**ÉNONCÉ DU PROBLÈME:**
Recopiez à l'identique chacune des lignes de la liste ci-dessous, en omettant les images dans votre réponse.

Données enregistrées:
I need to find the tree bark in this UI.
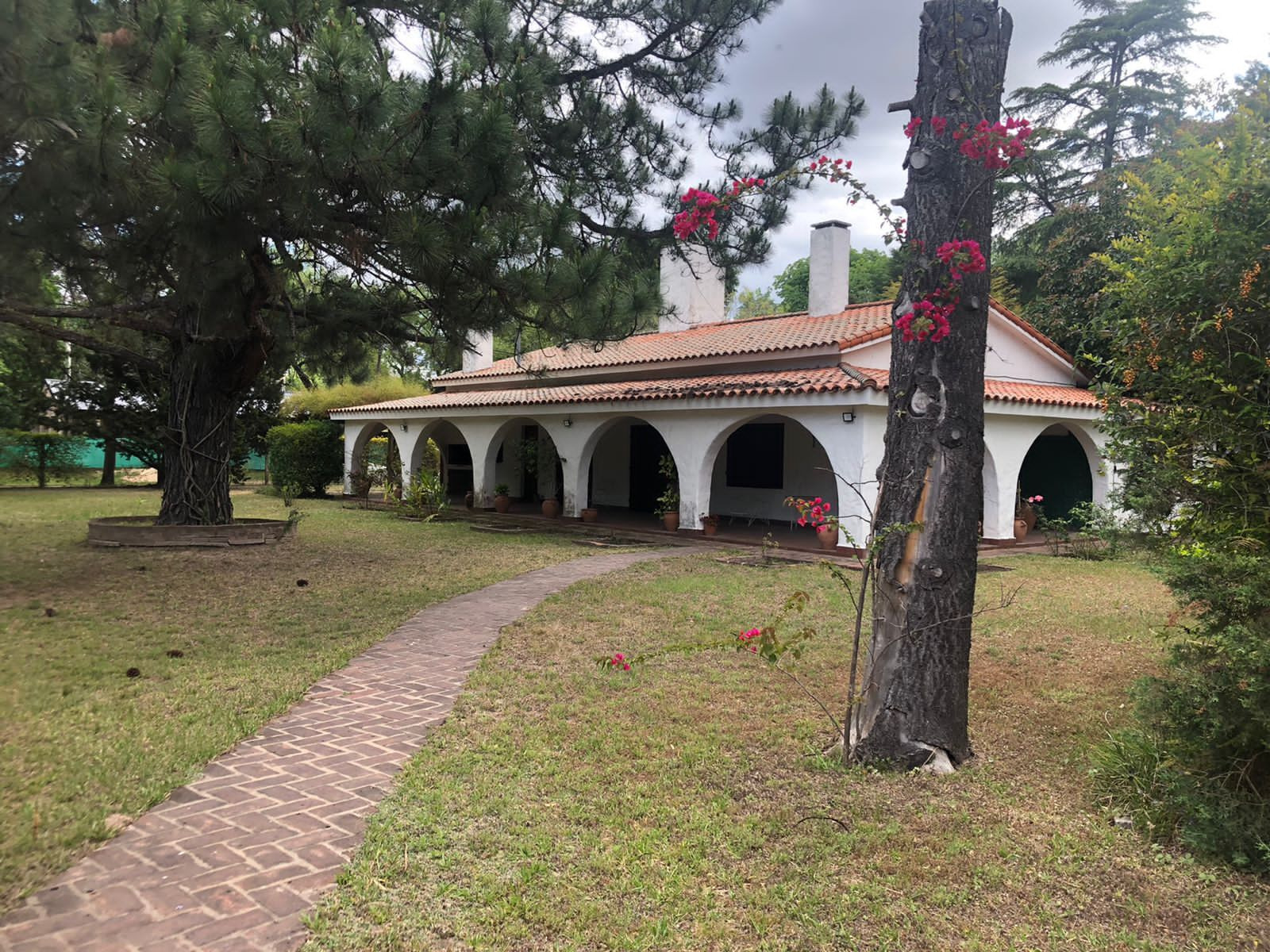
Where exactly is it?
[853,0,1011,770]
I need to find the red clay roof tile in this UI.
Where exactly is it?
[436,301,891,386]
[333,367,872,413]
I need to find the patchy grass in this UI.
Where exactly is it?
[0,489,584,909]
[306,557,1270,952]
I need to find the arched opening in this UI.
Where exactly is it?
[706,414,840,546]
[1016,424,1095,519]
[582,416,679,516]
[345,420,402,497]
[487,416,564,512]
[424,420,472,499]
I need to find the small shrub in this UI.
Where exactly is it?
[1037,503,1135,561]
[0,430,84,489]
[1095,548,1270,872]
[265,420,344,497]
[398,470,449,520]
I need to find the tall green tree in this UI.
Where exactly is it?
[1011,0,1223,212]
[1096,108,1270,871]
[0,0,862,523]
[737,288,779,320]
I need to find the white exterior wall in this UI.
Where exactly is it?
[333,391,1114,544]
[983,404,1115,541]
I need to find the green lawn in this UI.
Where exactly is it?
[306,556,1270,952]
[0,489,587,909]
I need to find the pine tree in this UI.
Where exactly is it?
[1011,0,1222,211]
[0,0,862,523]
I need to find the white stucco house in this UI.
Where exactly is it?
[332,221,1111,544]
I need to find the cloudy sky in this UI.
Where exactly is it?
[702,0,1270,294]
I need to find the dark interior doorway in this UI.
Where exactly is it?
[1018,433,1094,519]
[630,423,671,512]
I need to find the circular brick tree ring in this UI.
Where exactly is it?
[87,516,291,547]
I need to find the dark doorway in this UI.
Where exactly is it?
[1018,433,1094,519]
[630,423,671,512]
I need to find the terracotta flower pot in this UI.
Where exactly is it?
[1018,503,1037,532]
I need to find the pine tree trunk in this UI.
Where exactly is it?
[853,0,1011,770]
[157,347,240,525]
[98,436,118,486]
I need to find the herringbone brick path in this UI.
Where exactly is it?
[0,550,667,952]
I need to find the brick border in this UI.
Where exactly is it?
[0,550,682,952]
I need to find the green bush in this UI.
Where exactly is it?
[1094,547,1270,872]
[265,420,344,497]
[0,430,84,489]
[398,470,449,522]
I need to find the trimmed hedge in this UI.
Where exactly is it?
[0,430,85,489]
[265,420,344,497]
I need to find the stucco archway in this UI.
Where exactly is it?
[344,420,402,493]
[1011,423,1105,519]
[575,414,683,512]
[697,413,840,543]
[484,416,564,503]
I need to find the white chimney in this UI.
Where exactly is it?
[464,330,494,373]
[806,221,851,317]
[656,245,726,332]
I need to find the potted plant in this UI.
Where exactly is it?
[494,482,512,512]
[1014,493,1045,535]
[654,453,679,532]
[785,497,841,552]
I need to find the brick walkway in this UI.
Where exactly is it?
[0,550,668,952]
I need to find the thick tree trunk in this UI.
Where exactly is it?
[98,436,118,486]
[853,0,1011,770]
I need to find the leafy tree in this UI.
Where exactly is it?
[772,258,811,311]
[737,288,781,320]
[1099,110,1270,869]
[851,248,903,303]
[0,326,65,430]
[0,0,862,523]
[1010,0,1223,212]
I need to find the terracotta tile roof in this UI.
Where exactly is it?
[983,379,1103,409]
[436,301,891,385]
[855,367,1103,408]
[332,367,885,414]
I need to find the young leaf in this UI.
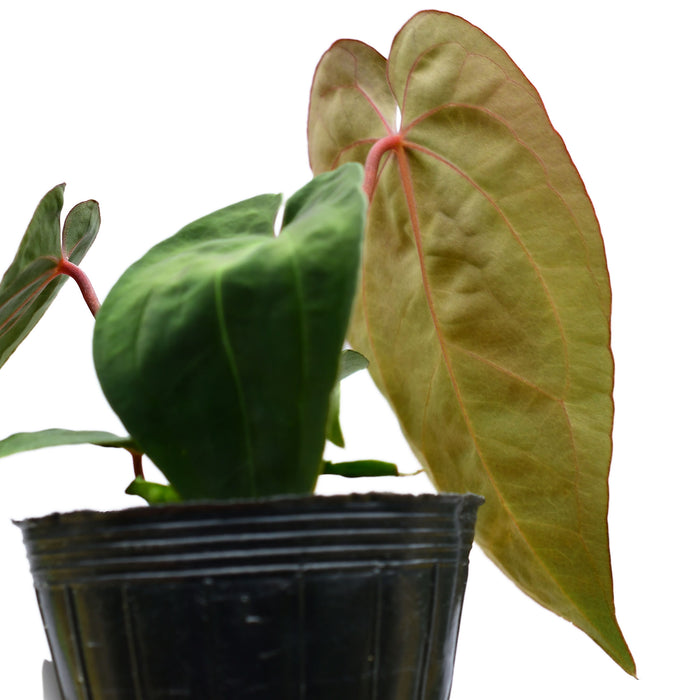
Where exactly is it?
[0,428,138,457]
[338,350,369,382]
[326,350,369,447]
[94,164,366,499]
[0,185,100,367]
[125,476,182,506]
[308,11,634,673]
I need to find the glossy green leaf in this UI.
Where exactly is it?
[309,12,634,673]
[0,185,100,367]
[94,164,366,499]
[0,428,137,457]
[323,459,400,479]
[125,476,182,506]
[326,349,369,447]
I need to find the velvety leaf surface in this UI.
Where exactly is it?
[309,6,634,673]
[0,428,136,457]
[0,185,100,367]
[94,164,366,499]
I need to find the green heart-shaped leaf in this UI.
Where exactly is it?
[0,185,100,367]
[94,164,366,499]
[308,12,634,673]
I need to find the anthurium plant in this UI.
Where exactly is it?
[0,11,635,674]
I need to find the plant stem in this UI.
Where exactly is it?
[57,258,100,316]
[362,133,404,201]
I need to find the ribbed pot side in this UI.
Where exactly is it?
[17,494,483,700]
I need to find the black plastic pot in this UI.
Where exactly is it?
[18,494,483,700]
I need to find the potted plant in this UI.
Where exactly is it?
[0,12,634,698]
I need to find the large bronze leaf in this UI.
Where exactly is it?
[309,12,634,673]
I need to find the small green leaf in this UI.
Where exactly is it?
[125,476,182,506]
[0,185,100,367]
[339,350,369,380]
[0,428,138,457]
[323,459,401,479]
[94,164,366,499]
[326,350,369,447]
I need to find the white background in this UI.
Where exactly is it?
[0,0,700,700]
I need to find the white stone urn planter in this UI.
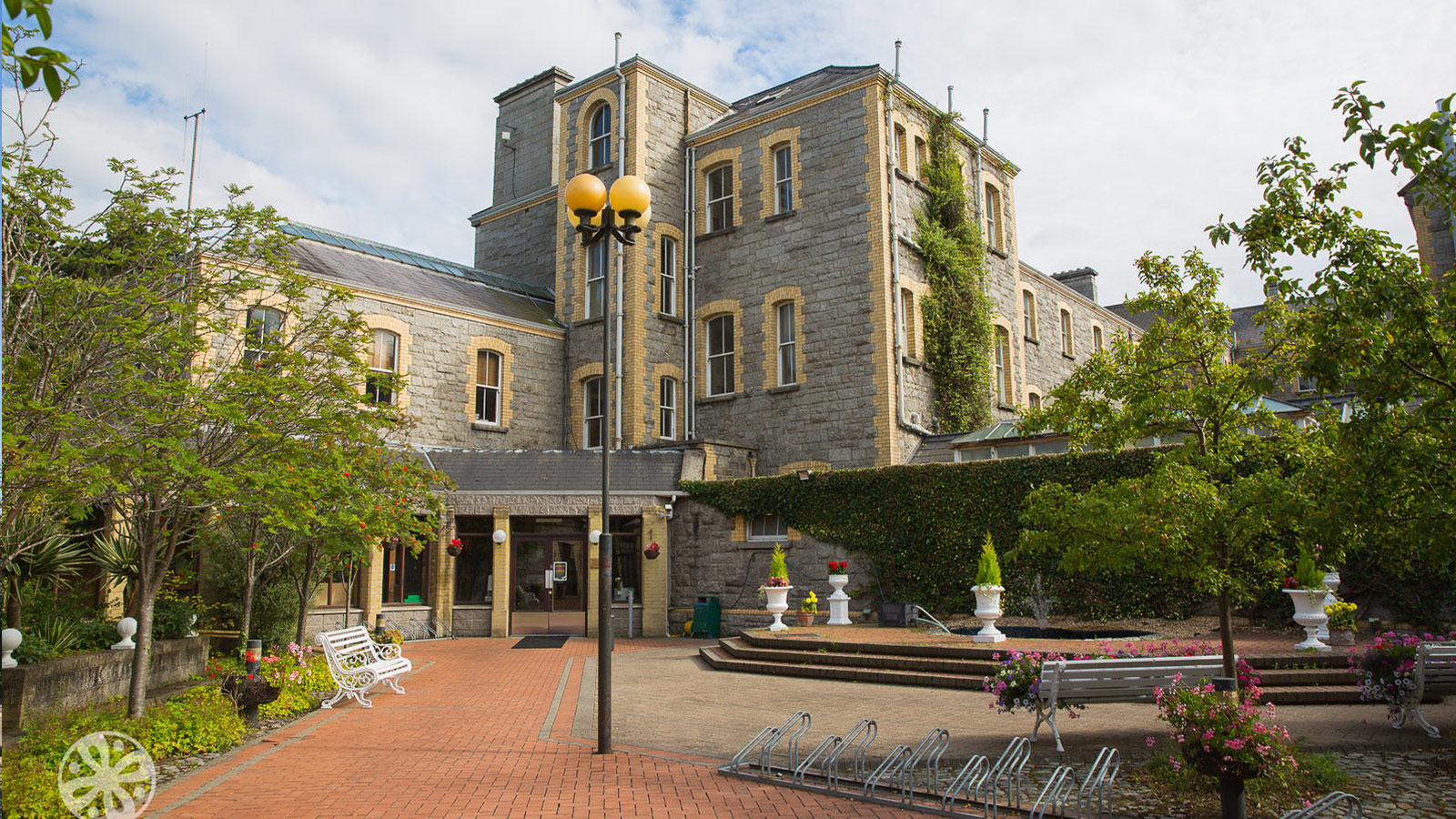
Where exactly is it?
[763,586,794,631]
[1318,571,1340,640]
[1284,589,1330,652]
[971,586,1006,642]
[828,574,850,625]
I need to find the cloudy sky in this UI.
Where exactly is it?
[14,0,1456,305]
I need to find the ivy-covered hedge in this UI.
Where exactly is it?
[682,449,1203,618]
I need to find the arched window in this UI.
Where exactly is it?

**SOLUTION PROPOSÉE:**
I need to find the tree bark in this UI.
Where exactly is it?
[853,0,1011,770]
I need to find the red clay roof tile in this UI.
Where exactly is it?
[436,301,891,386]
[333,367,872,413]
I need to find the patchy grass in this UI.
Where exactly is it?
[0,489,584,909]
[306,557,1270,952]
I need to find the arched opening in this UI.
Where exactly is it?
[706,414,840,546]
[1016,424,1095,519]
[582,416,679,516]
[345,420,402,497]
[487,416,564,512]
[424,420,472,499]
I need to find the small shrub in this UI.
Where exactly is it?
[1037,503,1135,561]
[0,430,84,489]
[1095,548,1270,872]
[265,420,344,497]
[398,470,449,520]
I need to find the tall green tree in this UI.
Where exactly is it?
[1011,0,1223,212]
[1096,108,1270,871]
[0,0,862,523]
[737,288,779,320]
I need to find the white exterior wall in this UI.
Where exactly is it?
[333,391,1114,544]
[983,404,1115,541]
I need to find the green lawn in this UI.
Where exactly is it?
[306,556,1270,952]
[0,489,587,909]
I need to find the pine tree in this UI.
Where exactly is it?
[1011,0,1222,211]
[0,0,862,523]
I need to find the white stucco house in this UI.
Where exactly is it?
[332,221,1111,544]
I need to find the cloudy sky in this UI.
Where exactly is it?
[702,0,1270,294]
I need to find the dark interior doorway in this UI.
Where exactly is it?
[1018,433,1094,519]
[630,423,671,512]
I need to find the circular brick tree ring in this UI.
Where exactly is it?
[87,516,291,547]
I need to find the dark doorway in this UI.
Where exactly is it?
[1018,433,1094,519]
[630,423,671,512]
I need to find the terracotta flower pot in this UI.
Where exactly is it?
[1018,503,1037,532]
I need to find the pine tree trunk in this UI.
Where exactly is it?
[853,0,1011,770]
[157,347,240,525]
[98,436,118,486]
I need to find the herringbone brick path in this UI.
Where exactly is it?
[0,550,667,952]
I need to find the brick border in this UI.
Where exactly is it?
[0,550,682,952]
I need to find the green bush in this UI.
Where exactly is it?
[1094,547,1270,872]
[265,420,344,497]
[0,430,84,489]
[398,470,449,522]
I need to find the trimmed hedge in this UI.
Where exactly is it?
[0,430,85,489]
[265,420,344,497]
I need to find the stucco archway in this UI.
Where exactly is it?
[344,420,402,493]
[1011,423,1105,519]
[575,414,683,512]
[697,413,840,543]
[484,416,564,503]
I need to find the white chimney in this UI.
Where exactly is it?
[464,330,494,373]
[806,221,851,317]
[656,245,726,332]
I need to find the potted plant in this UI.
Where exactly is it?
[494,482,512,512]
[1014,493,1045,535]
[654,453,679,532]
[785,497,841,552]
I need to find the brick walkway in this UI.
Where exactly is it?
[0,550,668,952]
I need to find the thick tree trunk in this UI.
Where exactly is it?
[98,436,118,486]
[853,0,1011,770]
I need to find the leafy tree in this UI.
Where exactly is it?
[772,258,811,311]
[737,288,781,320]
[1099,110,1270,869]
[851,248,903,303]
[0,326,65,430]
[0,0,862,523]
[1010,0,1223,212]
I need to find the terracotta tile roof in this UI.
Where exactly is it?
[983,379,1103,409]
[436,301,891,385]
[855,367,1103,408]
[332,367,885,414]
I need to find the young leaf in this UI.
Where exactly is it?
[0,428,138,457]
[338,350,369,382]
[326,350,369,447]
[94,164,366,499]
[0,185,100,367]
[125,476,182,506]
[308,11,634,673]
I need to find the glossy green leaf in this UI.
Where exactly is it?
[309,12,634,673]
[0,185,100,367]
[94,164,366,499]
[0,428,137,457]
[323,459,400,479]
[125,476,182,506]
[326,349,369,447]
I need to find the velvety leaf surface in this UI.
Where exactly is it?
[309,6,634,673]
[0,428,136,457]
[0,185,100,367]
[94,164,366,499]
I need to find the green heart-shaped leaf in this UI.
Where exactly is it?
[0,185,100,367]
[94,164,366,499]
[308,12,634,673]
I need to find the anthurium plant in this UI.
Where exactly is it?
[0,11,635,674]
I need to find the plant stem in this UI.
Where exactly is it?
[57,258,100,316]
[362,133,404,201]
I need to find the ribbed pot side in this UI.
Where exactly is it?
[17,494,483,700]
I need to find the black plastic pot in this UI.
Where exactly is it?
[18,494,483,700]
I need to find the potted plant in this UI.
Where exactly is it?
[0,12,634,698]
I need to find the large bronze leaf in this UI.
Where exactly is it?
[309,12,634,673]
I need to find the small green leaf in this UI.
Where exactly is it?
[125,476,182,506]
[0,185,100,367]
[339,350,369,380]
[0,428,138,457]
[323,459,401,479]
[94,164,366,499]
[326,350,369,447]
I need to find the white background in this UI.
Where exactly is it?
[0,0,700,700]
I need to find the white stone urn planter in this UI.
Where exactly is it?
[763,586,794,631]
[1318,571,1340,640]
[1284,589,1330,652]
[971,586,1006,642]
[828,574,850,625]
I need to find the cloudy sky in this UI.
Where exactly is it?
[14,0,1456,305]
I need to find the ivy-covered hedge in this UI.
Where exactly is it?
[682,449,1203,618]
I need to find the arched window in this UI.
Where exactly is it?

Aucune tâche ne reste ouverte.